[EXERCISE INSTRUCTIONS]
**a.** In the figure legends on norepinephrine and Kupffer cells, what dose of LPS was given intraperitoneally?
**b.** Resume the figure legends on norepinephrine and Kupffer cells after their last line, not the entries.

Figure 3. Stimulation with NE increases TNF-α release from KCs via α_2A-ARs.

Alterations of TNF-α after stimulation of isolated KCs with NE (20 nM) with or without BRL-44408 maleate (1 µM), a specific α_2A-AR antagonist, for 4 h. Percentage values (n = 6/group) are presented as mean±95% confidence and compared by ANOVA on Ranks and Student-Newman-Keul's method. *P<0.05 vs. Medium; #P<0.05 vs. NE.

Figure 4. Portal infusion of NE induces α_2A-AR-dependent TNF-α production in KCs.

In vivo Alterations in Kupffer cell gene expression (A) and protein levels of TNF-α (B) as well as serum TNF-α levels (C) after administration of NE, NE combined with BRL-44408 maleate for 2 h through the portal vein. A representative gene and ratio of TNF-α and housekeeping gene G3PDH are presented in panel (A). Values (n = 5/group) are presented as mean±SE and compared by one-way ANOVA and Student-Newman-Keul's method. *P<0.05 vs. Control; #P<0.05 vs. NE.

Figure 5. NE-mediated potentiation of LPS-mediated TNF-α release through the α_2A-AR.

BRL-44408 maleate blocks TNF-α production in LPS-stimulated KCs after co-incubation with NE in vitro and in vivo. (A) Alterations in TNF-α release from cultured KCs 24 h after stimulation with NE (20 nM) and LPS (100 ng/ml), with or without BRL-44408 (BRL, 1 µM). Data are presented as mean±SE (n = 8) and compared by one-way ANOVA and Student-Newman-Keuls test. *P<0.05 vs. Control; #P<0.05 vs. LPS alone; †P<0.05 vs. NE+LPS. (B) Alterations in plasma levels of TNF-α after administration of LPS (7.5 mg/kg, intra-peritoneal) and NE (20 µM NE for 2 h at 13 µl/min), with or without BRL-44408 (2.5 mg/kg BW, intra-portal). Data are presented as mean±SE (n = 4–6) and compared by one-way ANOVA and Student-Newman-Keul's method. *P<0.05 vs. Control; #P<0.05 vs. LPS alone; †P<0.05 vs. NE+LPS.

Figure 6. NE-mediated potentiation of p38 MAP kinase phosphorylation via α_2A-ARs.

(Items from a dataset)

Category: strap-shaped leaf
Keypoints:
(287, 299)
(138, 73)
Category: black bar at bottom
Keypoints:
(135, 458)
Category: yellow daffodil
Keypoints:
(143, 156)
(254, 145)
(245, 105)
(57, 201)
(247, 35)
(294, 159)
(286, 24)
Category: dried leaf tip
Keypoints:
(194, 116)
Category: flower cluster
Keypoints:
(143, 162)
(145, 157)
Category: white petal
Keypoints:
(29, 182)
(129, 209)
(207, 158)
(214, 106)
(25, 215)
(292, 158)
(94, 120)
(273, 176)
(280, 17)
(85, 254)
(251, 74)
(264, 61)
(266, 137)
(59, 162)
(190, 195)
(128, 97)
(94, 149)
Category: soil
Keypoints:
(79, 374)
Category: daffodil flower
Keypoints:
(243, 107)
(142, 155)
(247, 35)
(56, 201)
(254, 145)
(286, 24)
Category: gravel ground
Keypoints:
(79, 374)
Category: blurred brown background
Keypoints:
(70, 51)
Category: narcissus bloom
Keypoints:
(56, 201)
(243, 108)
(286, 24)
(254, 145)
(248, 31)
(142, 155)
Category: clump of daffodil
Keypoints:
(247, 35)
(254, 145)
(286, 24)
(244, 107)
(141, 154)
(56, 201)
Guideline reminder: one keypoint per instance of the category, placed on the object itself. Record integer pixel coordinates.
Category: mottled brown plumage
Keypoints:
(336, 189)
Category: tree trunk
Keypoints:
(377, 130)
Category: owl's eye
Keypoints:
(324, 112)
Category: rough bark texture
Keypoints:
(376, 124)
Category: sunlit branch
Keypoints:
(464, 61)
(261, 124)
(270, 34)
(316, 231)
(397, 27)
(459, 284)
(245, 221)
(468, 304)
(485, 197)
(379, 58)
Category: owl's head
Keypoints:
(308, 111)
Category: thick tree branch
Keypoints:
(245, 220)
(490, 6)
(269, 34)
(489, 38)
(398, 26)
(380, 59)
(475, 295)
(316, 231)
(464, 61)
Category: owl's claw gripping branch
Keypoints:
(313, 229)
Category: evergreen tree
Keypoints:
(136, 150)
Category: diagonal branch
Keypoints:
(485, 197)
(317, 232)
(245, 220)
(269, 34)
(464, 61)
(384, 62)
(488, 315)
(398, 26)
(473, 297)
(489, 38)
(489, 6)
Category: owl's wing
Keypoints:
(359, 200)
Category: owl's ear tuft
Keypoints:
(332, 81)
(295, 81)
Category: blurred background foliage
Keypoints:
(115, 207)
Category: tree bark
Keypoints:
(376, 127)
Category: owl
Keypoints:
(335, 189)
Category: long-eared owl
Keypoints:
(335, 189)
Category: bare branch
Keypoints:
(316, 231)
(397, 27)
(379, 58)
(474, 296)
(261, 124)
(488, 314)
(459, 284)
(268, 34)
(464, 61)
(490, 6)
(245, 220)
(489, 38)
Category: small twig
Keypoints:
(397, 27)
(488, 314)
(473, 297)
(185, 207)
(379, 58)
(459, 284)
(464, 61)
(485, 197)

[OUTPUTS BY TASK]
**a.** 7.5 mg/kg

**b.**
(A) Alterations in p38 MAP kinase after 1 h culture with NE alone (20 nM), NE+BRL-44408 (BRL, 1 µM), or NE+pertussis toxin (PTX, 100 ng/ml). The relative percentage of phosphorylated p38/total p38 MAP kinase is presented as mean±95% confidence (n = 4–6) and compared by ANOVA on Ranks and Student-Newman-Keul's method. The Medium group is considered as 100%. *P<0.05 vs. Medium; #P<0.05 vs. NE alone. Representative gels are presented. (B) Enhanced activation of p38 MAP kinase after 1 h culture with a combination of NE (20 nM) and LPS (100 ng/ml). The relative percentage of phosphorylated p38/total p38 MAP kinase ratio is presented as mean±95% confidence (n = 4–6) and compared by ANOVA on Ranks and Student-Newman-Keul's method. Medium group is considered as 100%. *P<0.05 vs. Medium; #P<0.05 vs. LPS alone. Representative gels are also presented. (C) Suppression of TNF-α release from cultured KCs after stimulation with NE (20 nM)+LPS (100 ng/ml) with or without pertussistoxin (PTX, 100 ng/ml), a G_αi-protein inhibitor, or SB203580 (10 µM), a p38 MAP kinase inhibitor. Data are presented as mean±SE (n = 4–6) and compared by one-way ANOVA and Student-Newman-Keul's method. *P<0.05 vs. Medium; #P<0.05 vs. LPS+NE.

Figure 7. Beneficial effects of α_2A-AR inhibition in sepsis.

(A–B) BRL-44408 mediated suppression of TNF-α gene expression in Kupffer cells (A) and plasma concentrations (B) 20 h after CLP. (C–F) BRL-44408 mediated improvement of organ damage parameters. Rats underwent CLP and 20 h later ALT (C), AST (D), creatinine (E) and lactate (F) levels were measured as described in the methods. Values (n = 5/group) are presented as means±SE and compared by one-way ANOVA and Student-Newman-Keul's method. *P<0.05 vs. Sham; #P<0.05 vs. CLP+Vehicle.

Figure 8. The α_2A-AR inhibitor BRL-44408 improves survival in septic rats.

Rats underwent CLP (n = 20/group) and received either Vehicle treatment or BRL-44408 maleate iv 2.5 mg/kg BW. Cecums were removed 20 h later and animals observed for up to 10 days. *P<0.05 vs. Vehicle, Kaplan-Meyer logrank test.

Figure 9. BRL-44408 has no effects on MAP and heart rates in normal rats.

Effects of α_2A-AR inhibitor BRL-44408 on mean arterial pressure (MAP, A) and heart rates (B) in normal rats. Normal rats received either Vehicle treatment or BRL-44408 maleate iv 2.5 mg/kg BW over a period of 30 min. Data are presented as mean±SE (n = 5/group), and compared by Student's t-test. No statistical difference was found.